**Challenges**
#1 Decide whether each statement (a), (b) and (c) agrees with the CfPM passage. Answer yes or no for each, and quote the words of the passage that settle it.
(a) The group works with both the European Union and the UK Government.
(b) Agent-based modelling is described as a crossover between artificial intelligence and economics.
(c) The approach can explore the possible impacts of policies in fields including trade, taxation and health.
#2 Rewrite the part of the CfPM passage starting at "In particular, we" and ending at "in the mix.", substituting "individual-based modelling" for "agent-based modelling".

**Document text**
━━━━

We sit at the meeting point of computer science, policy and social science – often being the bridge between these.
In particular, we are experts in a particular kind of simulation called agent-based modelling, which is a crossover between artificial intelligence and sociology. It allows us to explore how people might react or interact in the light of events and their environment. This has strong policy relevance, especially for understanding how things might go surprisingly wrong (or right) when there are humans in the mix.
The approach can be used to consider a wide range of interdependent aspects - including economic, social and environmental - and be used to explore the possible impacts of policies in a wide range of fields, including trade, taxation and health.
For more information about the CfPM’s work see our website.
Past projects
We work with a range of public bodies, including the European Union (EU) and the UK Government, as well as private clients.

━━━━

**Listing**
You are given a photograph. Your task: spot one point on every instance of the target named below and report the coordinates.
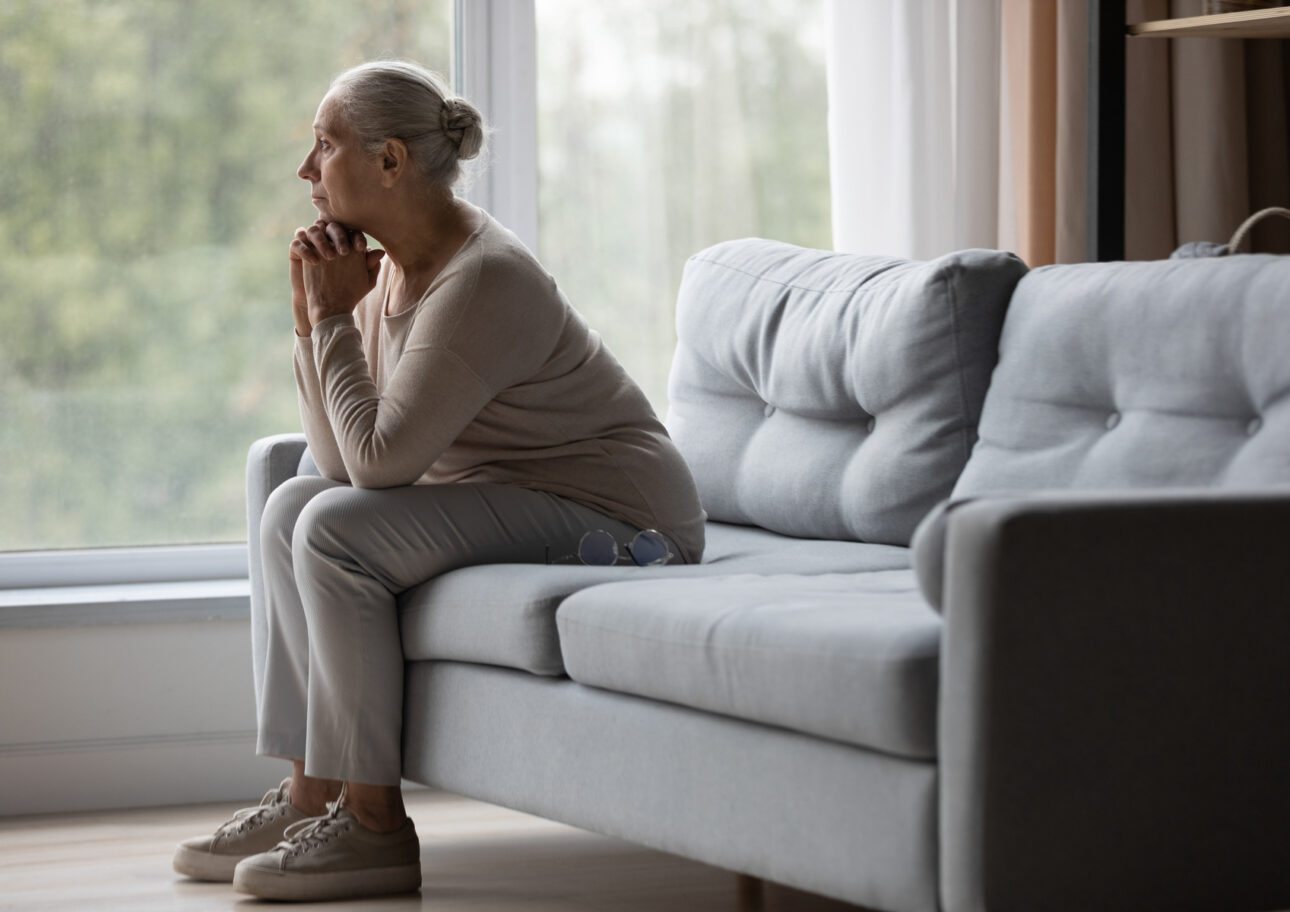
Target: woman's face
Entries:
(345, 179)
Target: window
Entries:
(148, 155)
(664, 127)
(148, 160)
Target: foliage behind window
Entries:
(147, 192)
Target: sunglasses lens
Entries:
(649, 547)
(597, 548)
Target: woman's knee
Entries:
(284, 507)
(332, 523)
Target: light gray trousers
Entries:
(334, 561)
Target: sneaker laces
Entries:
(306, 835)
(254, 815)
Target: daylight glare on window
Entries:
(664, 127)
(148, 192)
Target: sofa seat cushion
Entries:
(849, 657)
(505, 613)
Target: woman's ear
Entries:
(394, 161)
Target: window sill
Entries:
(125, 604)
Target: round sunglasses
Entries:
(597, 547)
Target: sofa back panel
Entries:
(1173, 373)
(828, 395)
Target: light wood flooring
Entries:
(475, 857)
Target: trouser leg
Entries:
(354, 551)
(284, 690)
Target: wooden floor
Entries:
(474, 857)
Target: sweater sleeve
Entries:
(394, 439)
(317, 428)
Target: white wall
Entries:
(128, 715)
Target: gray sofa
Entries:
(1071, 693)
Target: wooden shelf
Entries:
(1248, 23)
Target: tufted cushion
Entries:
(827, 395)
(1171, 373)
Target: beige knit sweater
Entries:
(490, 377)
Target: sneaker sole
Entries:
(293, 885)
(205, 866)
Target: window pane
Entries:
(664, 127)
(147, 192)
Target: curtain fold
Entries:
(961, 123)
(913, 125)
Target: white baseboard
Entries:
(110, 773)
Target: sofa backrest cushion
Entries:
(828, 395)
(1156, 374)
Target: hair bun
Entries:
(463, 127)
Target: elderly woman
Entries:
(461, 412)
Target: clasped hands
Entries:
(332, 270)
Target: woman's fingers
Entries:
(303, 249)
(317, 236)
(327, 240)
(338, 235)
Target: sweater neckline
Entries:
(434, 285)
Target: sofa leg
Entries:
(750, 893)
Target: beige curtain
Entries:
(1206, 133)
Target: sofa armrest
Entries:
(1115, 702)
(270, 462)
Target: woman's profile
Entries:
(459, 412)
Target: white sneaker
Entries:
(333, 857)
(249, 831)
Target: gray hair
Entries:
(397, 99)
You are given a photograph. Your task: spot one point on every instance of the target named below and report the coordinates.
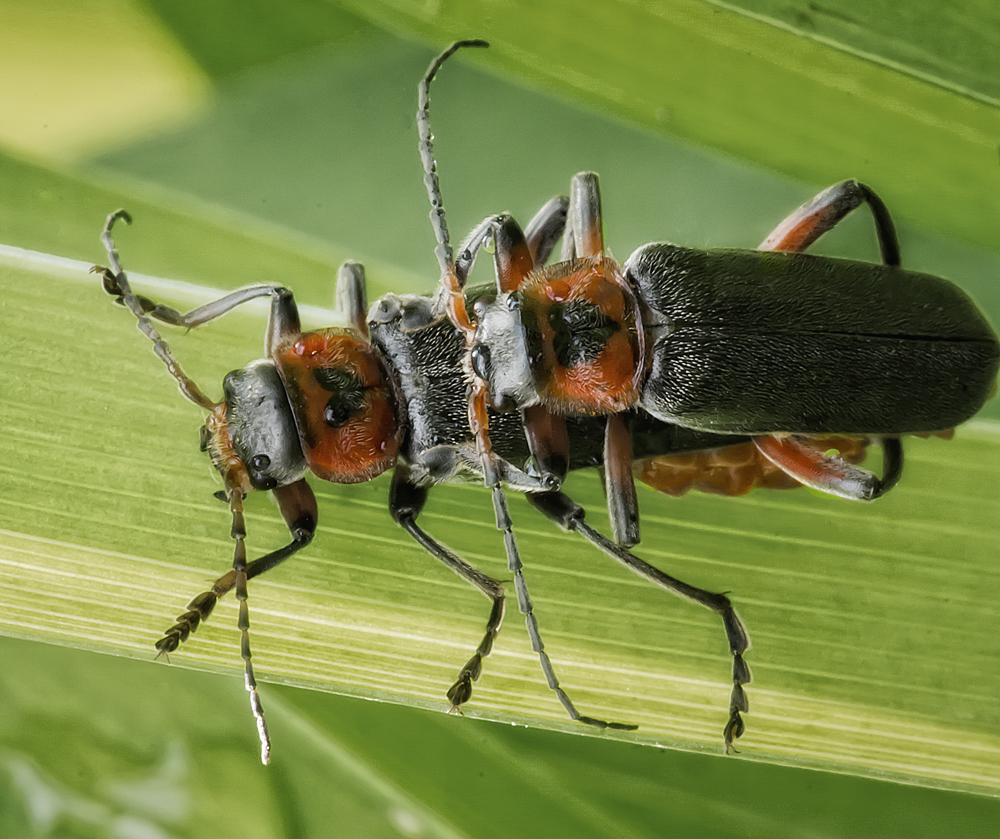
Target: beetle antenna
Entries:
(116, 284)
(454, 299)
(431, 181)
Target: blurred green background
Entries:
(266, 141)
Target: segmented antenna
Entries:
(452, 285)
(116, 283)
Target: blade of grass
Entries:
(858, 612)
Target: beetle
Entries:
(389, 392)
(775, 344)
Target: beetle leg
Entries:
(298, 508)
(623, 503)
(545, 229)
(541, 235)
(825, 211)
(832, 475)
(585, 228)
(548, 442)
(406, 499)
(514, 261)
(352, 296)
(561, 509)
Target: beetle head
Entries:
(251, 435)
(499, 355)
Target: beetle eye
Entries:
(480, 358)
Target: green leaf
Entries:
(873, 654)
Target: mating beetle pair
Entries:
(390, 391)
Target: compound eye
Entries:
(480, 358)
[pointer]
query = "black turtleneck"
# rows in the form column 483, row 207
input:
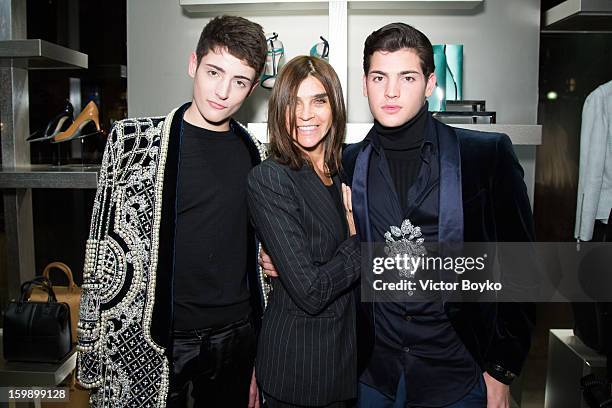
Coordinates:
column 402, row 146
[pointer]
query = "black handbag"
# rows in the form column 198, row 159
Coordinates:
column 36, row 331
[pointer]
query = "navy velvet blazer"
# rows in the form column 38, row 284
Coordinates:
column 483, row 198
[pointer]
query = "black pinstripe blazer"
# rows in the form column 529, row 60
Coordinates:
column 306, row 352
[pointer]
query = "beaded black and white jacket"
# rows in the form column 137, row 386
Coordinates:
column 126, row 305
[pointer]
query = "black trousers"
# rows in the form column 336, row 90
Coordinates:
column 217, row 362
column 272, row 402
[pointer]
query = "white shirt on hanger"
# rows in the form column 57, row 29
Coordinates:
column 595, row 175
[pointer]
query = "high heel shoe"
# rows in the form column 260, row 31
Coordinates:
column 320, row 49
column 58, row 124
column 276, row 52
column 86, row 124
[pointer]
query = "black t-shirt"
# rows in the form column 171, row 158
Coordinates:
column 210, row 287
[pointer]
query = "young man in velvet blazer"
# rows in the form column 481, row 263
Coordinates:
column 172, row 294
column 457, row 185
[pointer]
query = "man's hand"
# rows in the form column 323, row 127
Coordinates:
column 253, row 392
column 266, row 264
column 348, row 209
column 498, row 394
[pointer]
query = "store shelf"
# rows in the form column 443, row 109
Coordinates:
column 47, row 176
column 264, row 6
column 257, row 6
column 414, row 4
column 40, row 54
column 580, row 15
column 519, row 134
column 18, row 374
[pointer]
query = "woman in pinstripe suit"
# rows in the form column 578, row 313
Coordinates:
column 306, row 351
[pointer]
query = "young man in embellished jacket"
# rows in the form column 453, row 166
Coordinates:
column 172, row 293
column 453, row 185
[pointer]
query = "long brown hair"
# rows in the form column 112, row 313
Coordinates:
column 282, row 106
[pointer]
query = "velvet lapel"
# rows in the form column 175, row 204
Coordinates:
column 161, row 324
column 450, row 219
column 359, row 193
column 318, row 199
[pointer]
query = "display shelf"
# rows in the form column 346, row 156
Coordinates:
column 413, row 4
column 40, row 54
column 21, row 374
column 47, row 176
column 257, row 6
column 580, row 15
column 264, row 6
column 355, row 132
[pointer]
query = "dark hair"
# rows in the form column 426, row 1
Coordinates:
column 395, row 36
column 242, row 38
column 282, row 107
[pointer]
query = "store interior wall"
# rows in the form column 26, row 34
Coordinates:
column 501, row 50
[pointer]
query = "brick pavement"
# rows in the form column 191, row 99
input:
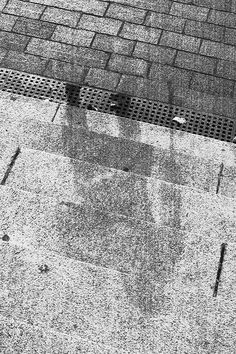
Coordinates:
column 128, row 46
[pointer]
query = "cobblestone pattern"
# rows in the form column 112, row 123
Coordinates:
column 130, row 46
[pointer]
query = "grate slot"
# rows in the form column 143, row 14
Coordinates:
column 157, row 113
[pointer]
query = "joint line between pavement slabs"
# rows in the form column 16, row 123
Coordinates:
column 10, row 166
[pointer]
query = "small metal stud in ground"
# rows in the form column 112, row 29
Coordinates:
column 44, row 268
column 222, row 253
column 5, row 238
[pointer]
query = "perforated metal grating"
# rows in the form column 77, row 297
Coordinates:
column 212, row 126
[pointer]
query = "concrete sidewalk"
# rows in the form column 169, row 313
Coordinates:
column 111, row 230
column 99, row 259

━━━━

**Answers**
#1
(a) Yes: "including the European Union (EU) and the UK Government"
(b) No: "a crossover between artificial intelligence and sociology"
(c) Yes: "explore the possible impacts of policies in a wide range of fields, including trade, taxation and health"

#2
In particular, we are experts in a particular kind of simulation called individual-based modelling, which is a crossover between artificial intelligence and sociology. It allows us to explore how people might react or interact in the light of events and their environment. This has strong policy relevance, especially for understanding how things might go surprisingly wrong (or right) when there are humans in the mix.